[Opening Given information section]

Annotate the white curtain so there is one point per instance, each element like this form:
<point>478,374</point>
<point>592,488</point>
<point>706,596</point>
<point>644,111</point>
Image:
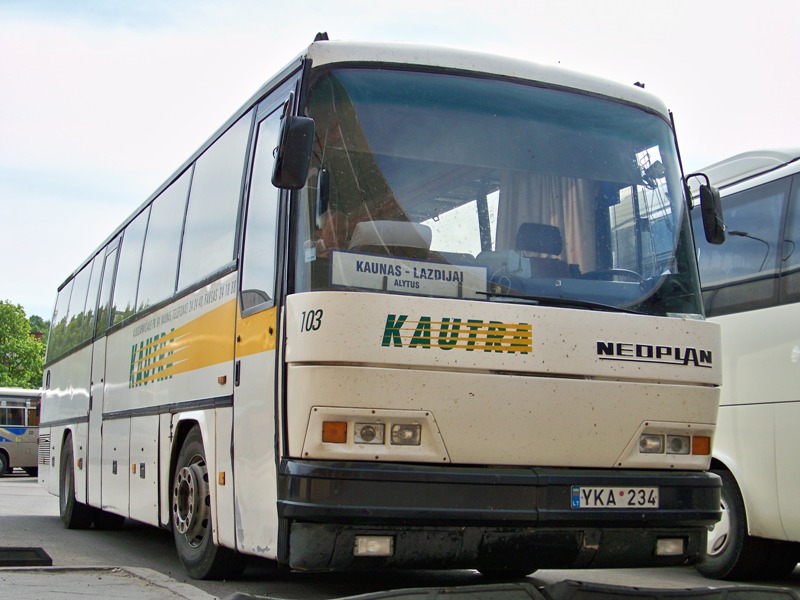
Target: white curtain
<point>564,202</point>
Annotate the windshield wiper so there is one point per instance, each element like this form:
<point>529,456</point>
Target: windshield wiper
<point>563,302</point>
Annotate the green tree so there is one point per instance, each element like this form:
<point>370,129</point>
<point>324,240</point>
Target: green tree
<point>39,325</point>
<point>21,354</point>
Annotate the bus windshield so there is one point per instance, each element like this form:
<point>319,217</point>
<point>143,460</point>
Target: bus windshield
<point>464,187</point>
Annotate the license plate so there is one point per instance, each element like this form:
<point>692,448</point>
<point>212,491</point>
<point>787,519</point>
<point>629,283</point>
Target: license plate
<point>584,496</point>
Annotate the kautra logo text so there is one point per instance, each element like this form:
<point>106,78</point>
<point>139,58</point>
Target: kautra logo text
<point>449,333</point>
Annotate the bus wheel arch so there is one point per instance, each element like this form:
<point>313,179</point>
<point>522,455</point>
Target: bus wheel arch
<point>191,513</point>
<point>74,514</point>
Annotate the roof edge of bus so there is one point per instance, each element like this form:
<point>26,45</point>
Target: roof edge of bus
<point>331,52</point>
<point>747,165</point>
<point>17,391</point>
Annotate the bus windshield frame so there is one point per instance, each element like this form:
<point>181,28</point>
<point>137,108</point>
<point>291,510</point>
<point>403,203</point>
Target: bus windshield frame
<point>462,186</point>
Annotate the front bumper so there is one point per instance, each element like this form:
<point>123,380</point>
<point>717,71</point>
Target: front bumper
<point>447,517</point>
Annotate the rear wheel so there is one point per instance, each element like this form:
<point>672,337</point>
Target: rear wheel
<point>74,514</point>
<point>191,517</point>
<point>107,520</point>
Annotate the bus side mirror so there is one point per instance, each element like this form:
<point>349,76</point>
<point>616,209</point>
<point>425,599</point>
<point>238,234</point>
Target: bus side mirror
<point>293,155</point>
<point>710,208</point>
<point>711,211</point>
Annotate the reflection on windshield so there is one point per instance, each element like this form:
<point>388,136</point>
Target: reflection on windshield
<point>471,188</point>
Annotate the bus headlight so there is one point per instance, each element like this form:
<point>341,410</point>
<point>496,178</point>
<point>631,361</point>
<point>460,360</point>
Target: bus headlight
<point>368,433</point>
<point>678,444</point>
<point>406,434</point>
<point>349,433</point>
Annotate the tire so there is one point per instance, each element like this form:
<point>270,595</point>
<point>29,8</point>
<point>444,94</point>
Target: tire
<point>191,517</point>
<point>731,553</point>
<point>74,514</point>
<point>783,558</point>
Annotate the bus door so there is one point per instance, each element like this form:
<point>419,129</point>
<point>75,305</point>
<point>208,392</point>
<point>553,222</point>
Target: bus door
<point>256,348</point>
<point>97,391</point>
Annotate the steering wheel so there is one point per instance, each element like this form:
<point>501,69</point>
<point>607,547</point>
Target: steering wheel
<point>612,274</point>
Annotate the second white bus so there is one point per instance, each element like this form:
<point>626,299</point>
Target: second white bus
<point>19,430</point>
<point>751,288</point>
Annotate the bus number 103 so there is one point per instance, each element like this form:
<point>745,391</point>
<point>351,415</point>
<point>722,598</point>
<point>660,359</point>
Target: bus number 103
<point>311,320</point>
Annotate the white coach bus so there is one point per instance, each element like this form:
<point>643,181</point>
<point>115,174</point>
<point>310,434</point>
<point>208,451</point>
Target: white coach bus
<point>408,307</point>
<point>19,431</point>
<point>752,290</point>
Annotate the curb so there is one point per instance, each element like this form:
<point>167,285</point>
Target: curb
<point>56,582</point>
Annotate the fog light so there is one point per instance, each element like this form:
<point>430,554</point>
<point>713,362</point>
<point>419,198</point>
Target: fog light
<point>373,545</point>
<point>368,433</point>
<point>669,547</point>
<point>701,445</point>
<point>334,432</point>
<point>678,444</point>
<point>651,443</point>
<point>406,435</point>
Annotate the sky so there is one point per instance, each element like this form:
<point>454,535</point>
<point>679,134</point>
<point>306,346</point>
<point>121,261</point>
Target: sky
<point>101,100</point>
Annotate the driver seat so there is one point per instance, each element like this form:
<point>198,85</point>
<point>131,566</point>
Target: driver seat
<point>542,245</point>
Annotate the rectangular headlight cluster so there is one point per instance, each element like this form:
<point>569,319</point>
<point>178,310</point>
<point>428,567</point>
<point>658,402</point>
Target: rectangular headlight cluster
<point>657,443</point>
<point>400,434</point>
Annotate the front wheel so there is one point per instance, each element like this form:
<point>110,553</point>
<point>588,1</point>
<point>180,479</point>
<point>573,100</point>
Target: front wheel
<point>74,514</point>
<point>191,517</point>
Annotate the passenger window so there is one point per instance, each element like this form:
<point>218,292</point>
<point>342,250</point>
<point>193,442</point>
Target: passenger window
<point>210,230</point>
<point>105,292</point>
<point>14,416</point>
<point>130,260</point>
<point>258,273</point>
<point>790,251</point>
<point>77,306</point>
<point>741,274</point>
<point>91,298</point>
<point>161,247</point>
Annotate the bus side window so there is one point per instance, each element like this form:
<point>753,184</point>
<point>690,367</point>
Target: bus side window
<point>258,271</point>
<point>210,225</point>
<point>14,416</point>
<point>130,260</point>
<point>104,299</point>
<point>161,246</point>
<point>790,251</point>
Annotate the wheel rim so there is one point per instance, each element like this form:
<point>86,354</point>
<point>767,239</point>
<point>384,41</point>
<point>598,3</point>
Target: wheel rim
<point>719,535</point>
<point>190,501</point>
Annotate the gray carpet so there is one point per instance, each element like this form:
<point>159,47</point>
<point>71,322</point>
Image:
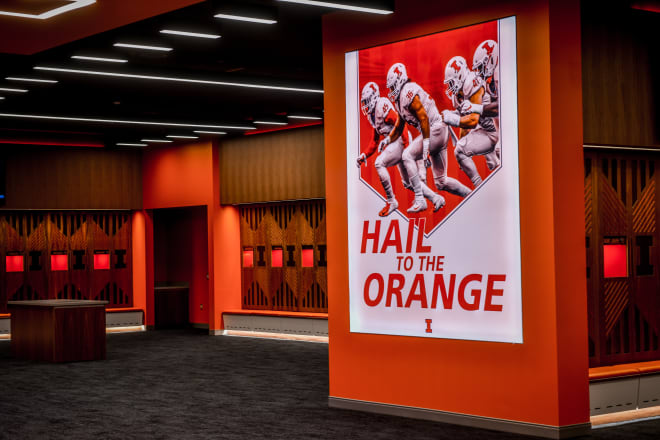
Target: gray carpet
<point>183,384</point>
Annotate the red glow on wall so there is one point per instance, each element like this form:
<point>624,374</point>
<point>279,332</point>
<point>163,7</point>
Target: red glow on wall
<point>14,263</point>
<point>59,262</point>
<point>651,6</point>
<point>101,261</point>
<point>308,257</point>
<point>276,257</point>
<point>248,257</point>
<point>615,261</point>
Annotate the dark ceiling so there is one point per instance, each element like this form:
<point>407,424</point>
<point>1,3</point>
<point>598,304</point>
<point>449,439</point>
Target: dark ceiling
<point>285,54</point>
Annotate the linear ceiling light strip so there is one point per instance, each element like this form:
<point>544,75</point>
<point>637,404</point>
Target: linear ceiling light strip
<point>173,79</point>
<point>120,121</point>
<point>75,4</point>
<point>340,6</point>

[Closing Given information section]

**Exercise instructions**. From the records above, quote only the lines running from the line with "Target: bus side mirror" to the line with "<point>444,94</point>", both lines included.

**Result**.
Target: bus side mirror
<point>293,155</point>
<point>710,208</point>
<point>711,211</point>
Annotate the reflection on windshield so there is one point per instance, each element like this form:
<point>388,136</point>
Target: reflection on windshield
<point>471,188</point>
Annotate the bus headlight so there is one point per instance, each element like this form:
<point>341,410</point>
<point>496,178</point>
<point>631,361</point>
<point>460,360</point>
Target: bus headlight
<point>368,433</point>
<point>678,444</point>
<point>406,434</point>
<point>349,433</point>
Annotate the tire so there is one point per instance, each element like this form:
<point>270,595</point>
<point>29,8</point>
<point>444,94</point>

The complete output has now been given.